■ **TASK DETAILS**
The lines below, all of them, should be returned exactly as they appear.

***** RECORD EXTRACTS *****

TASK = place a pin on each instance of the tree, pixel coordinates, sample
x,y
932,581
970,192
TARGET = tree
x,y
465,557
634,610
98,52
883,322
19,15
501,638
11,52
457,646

*****

■ **ANSWER BELOW**
TASK = place a pin on each instance of the tree, pixel coordinates, sample
x,y
932,581
970,192
TARGET = tree
x,y
465,557
634,610
98,52
883,322
19,15
501,638
11,52
457,646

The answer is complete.